### [Text passage]
────────────────
Across the country, rows of vines have become battlegrounds. Centuries-old châteaux have been reduced to rubble. But from Odesa to Mykolaiv, small family wineries and historic estates alike are still producing — often under shelling, and always under threat.
In some cases, making wine now means risking your life.
Most of Ukraine’s wine production is concentrated in the southeast of the country — areas that remain regular targets of Russian attacks. Some vineyards are located just a few kilometres from the front line, where the shelling has never stopped.
Today, producing wine means surviving. For those who still have access to their vines, the daily routine has changed dramatically. Alongside pruning, there is now another daily ritual: walking the rows each morning to check whether Russian drones have dropped new mines.
────────────────
### [Records provided]

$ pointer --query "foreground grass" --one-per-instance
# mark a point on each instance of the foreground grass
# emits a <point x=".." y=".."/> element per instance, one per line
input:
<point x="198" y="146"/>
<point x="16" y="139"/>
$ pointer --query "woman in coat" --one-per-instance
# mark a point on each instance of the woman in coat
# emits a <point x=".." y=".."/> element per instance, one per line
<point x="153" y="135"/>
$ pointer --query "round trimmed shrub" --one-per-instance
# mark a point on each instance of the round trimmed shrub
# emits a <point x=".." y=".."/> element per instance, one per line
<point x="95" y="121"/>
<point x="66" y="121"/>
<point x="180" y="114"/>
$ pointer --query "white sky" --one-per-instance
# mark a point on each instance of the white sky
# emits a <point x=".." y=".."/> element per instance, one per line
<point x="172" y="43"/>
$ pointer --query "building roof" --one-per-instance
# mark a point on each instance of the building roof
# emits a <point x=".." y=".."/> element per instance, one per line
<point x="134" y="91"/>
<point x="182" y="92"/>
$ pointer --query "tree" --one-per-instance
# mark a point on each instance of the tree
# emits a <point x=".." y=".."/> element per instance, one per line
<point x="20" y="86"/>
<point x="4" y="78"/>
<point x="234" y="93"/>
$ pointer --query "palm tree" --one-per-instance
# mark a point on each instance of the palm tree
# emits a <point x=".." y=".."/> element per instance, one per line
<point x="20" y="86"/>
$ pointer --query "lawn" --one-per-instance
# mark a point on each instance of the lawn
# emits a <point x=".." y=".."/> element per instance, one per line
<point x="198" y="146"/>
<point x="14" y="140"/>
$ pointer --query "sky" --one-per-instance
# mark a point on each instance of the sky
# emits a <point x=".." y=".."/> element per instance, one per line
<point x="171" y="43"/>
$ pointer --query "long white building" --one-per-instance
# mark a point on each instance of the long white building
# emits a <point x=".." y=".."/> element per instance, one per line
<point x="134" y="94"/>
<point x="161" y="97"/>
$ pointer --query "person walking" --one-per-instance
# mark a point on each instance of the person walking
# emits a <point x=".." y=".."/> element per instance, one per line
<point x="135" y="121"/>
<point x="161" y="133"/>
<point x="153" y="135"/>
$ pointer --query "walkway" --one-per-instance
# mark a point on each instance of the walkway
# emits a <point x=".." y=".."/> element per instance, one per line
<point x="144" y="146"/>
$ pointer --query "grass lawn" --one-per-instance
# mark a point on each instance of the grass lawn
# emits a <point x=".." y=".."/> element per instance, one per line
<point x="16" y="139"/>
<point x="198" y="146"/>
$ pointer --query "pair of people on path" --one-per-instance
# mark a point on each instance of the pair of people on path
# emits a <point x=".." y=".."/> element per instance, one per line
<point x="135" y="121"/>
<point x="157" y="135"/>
────────────────
### [Tasks for this exercise]
[1] Update the text on Ukraine's wineries from "In some cases, making" to "dropped new mines.", putting "bombardment" in place of "shelling".
[2] According to the text on Ukraine's wineries, in which part of the country is most of the wine production concentrated?
[3] Shorten the paragraph of the text on Ukraine's wineries that begins "Today, producing wine means surviving" while keeping its main facts.

### [Written answers]
[1]
In some cases, making wine now means risking your life.
Most of Ukraine’s wine production is concentrated in the southeast of the country — areas that remain regular targets of Russian attacks. Some vineyards are located just a few kilometres from the front line, where the bombardment has never stopped.
Today, producing wine means surviving. For those who still have access to their vines, the daily routine has changed dramatically. Alongside pruning, there is now another daily ritual: walking the rows each morning to check whether Russian drones have dropped new mines.

[2] In the southeast of the country.

[3] Making wine now means surviving. Those who can still reach their vines have a changed routine: besides pruning, they walk the rows every morning to check for new mines dropped by Russian drones.